+++ Quoted text
The birth of Harrods
4 Cable Street is an unlikely setting for the origins of the famous West End emporium, but in 1834 Charles Henry Harrod, aged 35, set up a wholesale grocery and tea merchant's store here, living nearby in Rosemary Lane. It remained here probably until 1855, by which time he had another branch at Eastcheap, and began the move to Knightsbridge in 1863. (Most department stores began as drapers' shops.) It was his son Charles Digby Harrod who began the expansion in the 1860s, and the rest is history!
The site is now a noodle bar and
grill [left]. From
the 1830s until the end of the 19th century, Harrod's Court was a small
alley running from the south-west corner of Wellclose Square into Well
Street [now Ensign Street], though Weller's map of 1868 lists it as
Hard's Place, and another source as Harrald's Place, so the connection
with the family is uncertain.
The
Vestry was keen to build a public library, but only had power to raise
1d. on the rates, yielding £600 for the running costs. Public donations
were sought, and John
Passmore Edwards,
the 'Cornish Carnegie', made a major contribution. (He also funded the
Passmore Edwards Sailors' Palace, on West India Dock Road, for the
British and Foreign Sailors Society.) It was
built, in Portland stone and
brick, to the right of the Town Hall [left - drawing
of 1898],
running down the side of Prospect [now Library] Place. Goad's 1899 insurance map - right - shows the adjacent Library, Vestry Hall (under extension at the time) and Wesleyan Chapel. The foundation
stone was laid on 28 September 1897,
and Lord Russell, the Lord Chief Justice, opened it in October 1898. A
children's library was added in 1929.
++++++
Given request a
In the entries below, find every line that contains the word "logo" and copy each one.
+++ Provided information
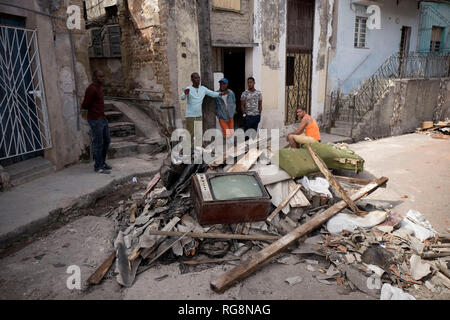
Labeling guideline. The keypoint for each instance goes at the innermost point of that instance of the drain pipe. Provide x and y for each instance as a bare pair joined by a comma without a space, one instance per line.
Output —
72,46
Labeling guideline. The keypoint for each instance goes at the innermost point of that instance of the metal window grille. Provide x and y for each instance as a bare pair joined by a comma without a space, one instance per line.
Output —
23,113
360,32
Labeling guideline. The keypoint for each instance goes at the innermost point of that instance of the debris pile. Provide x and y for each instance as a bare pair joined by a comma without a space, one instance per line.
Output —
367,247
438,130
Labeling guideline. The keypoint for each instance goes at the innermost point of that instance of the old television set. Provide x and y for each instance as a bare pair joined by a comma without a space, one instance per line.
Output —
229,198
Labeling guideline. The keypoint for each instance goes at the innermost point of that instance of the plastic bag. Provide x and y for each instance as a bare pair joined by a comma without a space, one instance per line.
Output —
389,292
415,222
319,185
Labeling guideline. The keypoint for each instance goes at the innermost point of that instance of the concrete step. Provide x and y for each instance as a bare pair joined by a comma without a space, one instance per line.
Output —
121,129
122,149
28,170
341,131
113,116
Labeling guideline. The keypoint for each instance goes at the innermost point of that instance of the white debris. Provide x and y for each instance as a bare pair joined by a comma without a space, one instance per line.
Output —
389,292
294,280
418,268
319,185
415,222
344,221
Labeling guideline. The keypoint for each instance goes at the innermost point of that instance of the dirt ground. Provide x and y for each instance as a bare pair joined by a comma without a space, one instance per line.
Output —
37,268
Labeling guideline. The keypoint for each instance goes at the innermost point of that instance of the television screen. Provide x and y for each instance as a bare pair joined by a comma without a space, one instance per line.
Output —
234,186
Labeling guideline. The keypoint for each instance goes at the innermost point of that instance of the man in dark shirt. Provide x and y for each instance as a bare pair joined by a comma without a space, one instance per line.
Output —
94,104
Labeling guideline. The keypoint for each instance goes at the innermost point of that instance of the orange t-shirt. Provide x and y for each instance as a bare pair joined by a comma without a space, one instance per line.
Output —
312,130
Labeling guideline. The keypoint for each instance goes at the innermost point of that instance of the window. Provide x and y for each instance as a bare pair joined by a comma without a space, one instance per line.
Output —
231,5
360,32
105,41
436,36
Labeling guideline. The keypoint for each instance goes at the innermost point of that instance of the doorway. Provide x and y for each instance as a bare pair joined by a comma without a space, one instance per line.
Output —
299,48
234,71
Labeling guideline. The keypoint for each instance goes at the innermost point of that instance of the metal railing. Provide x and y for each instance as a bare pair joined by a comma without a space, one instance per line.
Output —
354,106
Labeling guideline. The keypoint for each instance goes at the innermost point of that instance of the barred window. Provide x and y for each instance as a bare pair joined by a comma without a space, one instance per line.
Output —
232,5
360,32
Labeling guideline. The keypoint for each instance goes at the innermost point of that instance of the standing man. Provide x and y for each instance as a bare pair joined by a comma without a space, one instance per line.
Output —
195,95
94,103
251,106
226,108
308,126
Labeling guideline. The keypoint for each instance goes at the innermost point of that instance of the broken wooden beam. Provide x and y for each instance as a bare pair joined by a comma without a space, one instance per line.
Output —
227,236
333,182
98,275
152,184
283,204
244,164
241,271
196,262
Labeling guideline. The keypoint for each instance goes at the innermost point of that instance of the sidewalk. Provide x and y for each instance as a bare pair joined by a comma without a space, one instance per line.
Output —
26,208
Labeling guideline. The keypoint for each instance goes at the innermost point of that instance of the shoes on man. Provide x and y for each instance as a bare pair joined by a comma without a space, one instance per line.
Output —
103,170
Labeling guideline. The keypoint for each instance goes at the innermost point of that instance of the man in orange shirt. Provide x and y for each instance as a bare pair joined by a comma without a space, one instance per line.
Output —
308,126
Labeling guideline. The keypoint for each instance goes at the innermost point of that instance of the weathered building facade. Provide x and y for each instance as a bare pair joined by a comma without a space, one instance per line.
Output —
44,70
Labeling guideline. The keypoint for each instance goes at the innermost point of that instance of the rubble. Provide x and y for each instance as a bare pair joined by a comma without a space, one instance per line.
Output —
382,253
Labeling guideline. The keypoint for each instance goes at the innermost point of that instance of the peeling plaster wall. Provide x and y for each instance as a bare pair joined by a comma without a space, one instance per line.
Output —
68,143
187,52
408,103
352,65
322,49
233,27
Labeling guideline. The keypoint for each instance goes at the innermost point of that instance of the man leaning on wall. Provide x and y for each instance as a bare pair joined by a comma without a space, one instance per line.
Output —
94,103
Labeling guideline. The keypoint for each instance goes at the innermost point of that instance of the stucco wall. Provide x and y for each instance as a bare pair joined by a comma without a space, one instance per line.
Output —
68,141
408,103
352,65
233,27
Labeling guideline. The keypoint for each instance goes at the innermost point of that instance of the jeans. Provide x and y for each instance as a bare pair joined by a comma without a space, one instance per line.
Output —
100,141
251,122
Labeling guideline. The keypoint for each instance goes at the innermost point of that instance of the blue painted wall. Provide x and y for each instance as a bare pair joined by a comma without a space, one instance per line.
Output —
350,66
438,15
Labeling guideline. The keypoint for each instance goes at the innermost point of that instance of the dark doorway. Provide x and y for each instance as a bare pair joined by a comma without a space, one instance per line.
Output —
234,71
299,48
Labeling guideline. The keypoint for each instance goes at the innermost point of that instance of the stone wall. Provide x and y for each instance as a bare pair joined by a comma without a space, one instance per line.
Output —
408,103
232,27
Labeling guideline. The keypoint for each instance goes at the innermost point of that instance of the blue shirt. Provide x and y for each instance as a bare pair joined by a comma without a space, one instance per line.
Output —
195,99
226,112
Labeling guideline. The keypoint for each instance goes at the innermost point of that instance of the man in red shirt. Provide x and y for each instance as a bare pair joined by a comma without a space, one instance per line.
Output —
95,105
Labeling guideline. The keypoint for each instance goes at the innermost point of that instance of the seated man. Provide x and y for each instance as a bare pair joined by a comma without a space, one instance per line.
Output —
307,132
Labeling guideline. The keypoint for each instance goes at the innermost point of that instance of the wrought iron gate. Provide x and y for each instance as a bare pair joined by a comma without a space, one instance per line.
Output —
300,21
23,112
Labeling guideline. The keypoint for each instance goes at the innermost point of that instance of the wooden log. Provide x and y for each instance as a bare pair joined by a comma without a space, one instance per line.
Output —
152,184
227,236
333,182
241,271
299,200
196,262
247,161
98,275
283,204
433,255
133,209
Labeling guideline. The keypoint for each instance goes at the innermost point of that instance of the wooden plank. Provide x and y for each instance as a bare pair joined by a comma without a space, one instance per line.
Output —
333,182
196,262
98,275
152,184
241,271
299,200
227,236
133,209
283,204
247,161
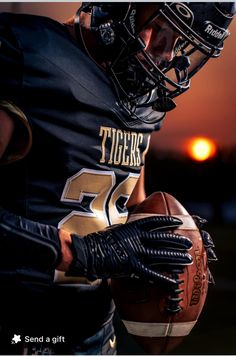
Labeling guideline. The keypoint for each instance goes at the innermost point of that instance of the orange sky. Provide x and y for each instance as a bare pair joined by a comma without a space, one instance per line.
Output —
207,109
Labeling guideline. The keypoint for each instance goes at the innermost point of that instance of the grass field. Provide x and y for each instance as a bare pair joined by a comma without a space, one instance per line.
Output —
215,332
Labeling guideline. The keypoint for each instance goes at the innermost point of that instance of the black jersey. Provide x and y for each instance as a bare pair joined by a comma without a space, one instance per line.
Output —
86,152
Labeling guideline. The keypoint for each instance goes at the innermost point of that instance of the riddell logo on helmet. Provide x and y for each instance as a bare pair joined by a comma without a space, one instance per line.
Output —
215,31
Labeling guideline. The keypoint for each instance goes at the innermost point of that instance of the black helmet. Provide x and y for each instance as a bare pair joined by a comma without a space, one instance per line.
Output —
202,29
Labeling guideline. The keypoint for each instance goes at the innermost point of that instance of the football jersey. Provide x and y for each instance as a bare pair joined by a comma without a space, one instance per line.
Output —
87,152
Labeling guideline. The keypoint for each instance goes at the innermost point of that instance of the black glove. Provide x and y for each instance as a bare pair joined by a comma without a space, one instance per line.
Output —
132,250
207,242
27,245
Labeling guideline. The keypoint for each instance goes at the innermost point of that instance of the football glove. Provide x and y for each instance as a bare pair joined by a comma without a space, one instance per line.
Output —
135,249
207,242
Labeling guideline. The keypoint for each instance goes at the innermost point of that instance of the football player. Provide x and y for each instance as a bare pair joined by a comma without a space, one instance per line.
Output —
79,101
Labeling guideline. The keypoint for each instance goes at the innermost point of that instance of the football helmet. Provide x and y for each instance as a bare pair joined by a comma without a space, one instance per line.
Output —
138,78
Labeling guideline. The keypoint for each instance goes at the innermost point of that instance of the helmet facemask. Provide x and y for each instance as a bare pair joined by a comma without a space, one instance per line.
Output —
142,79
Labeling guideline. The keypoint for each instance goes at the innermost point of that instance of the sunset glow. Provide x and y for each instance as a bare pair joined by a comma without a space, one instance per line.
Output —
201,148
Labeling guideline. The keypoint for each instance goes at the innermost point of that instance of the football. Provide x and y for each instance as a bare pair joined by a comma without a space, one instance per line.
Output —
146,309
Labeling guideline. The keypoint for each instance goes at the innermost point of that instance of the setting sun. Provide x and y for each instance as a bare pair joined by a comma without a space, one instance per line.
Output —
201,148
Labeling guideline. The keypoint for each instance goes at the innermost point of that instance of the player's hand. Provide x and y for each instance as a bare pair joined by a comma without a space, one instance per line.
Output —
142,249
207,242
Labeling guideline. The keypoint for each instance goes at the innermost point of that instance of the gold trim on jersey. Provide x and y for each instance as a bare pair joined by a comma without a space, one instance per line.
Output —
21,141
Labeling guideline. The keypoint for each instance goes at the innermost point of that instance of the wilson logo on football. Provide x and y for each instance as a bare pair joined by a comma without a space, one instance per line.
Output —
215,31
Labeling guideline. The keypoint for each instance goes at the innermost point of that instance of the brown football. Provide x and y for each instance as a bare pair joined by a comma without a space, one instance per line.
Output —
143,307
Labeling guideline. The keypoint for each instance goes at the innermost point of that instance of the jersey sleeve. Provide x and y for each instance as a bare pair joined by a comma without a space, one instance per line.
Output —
++++++
Given request b
Transcribe the passage on Harrods and the library above, from "The site is" to "family is uncertain.".

Output a
Labeling guideline. The keypoint for each instance goes at the innermost point of that instance of the riddell logo on helmet. Provide x and y for each instance as a bare pair joined by a comma without a space, one instance per line.
Labeling guideline. The keypoint for each instance goes at the innermost point of that instance of the wilson logo on football. Provide x and y for each instance as a bare pair joined by a comma without a space, one instance per line.

Output b
The site is now a noodle bar and
grill [left]. From
the 1830s until the end of the 19th century, Harrod's Court was a small
alley running from the south-west corner of Wellclose Square into Well
Street [now Ensign Street], though Weller's map of 1868 lists it as
Hard's Place, and another source as Harrald's Place, so the connection
with the family is uncertain.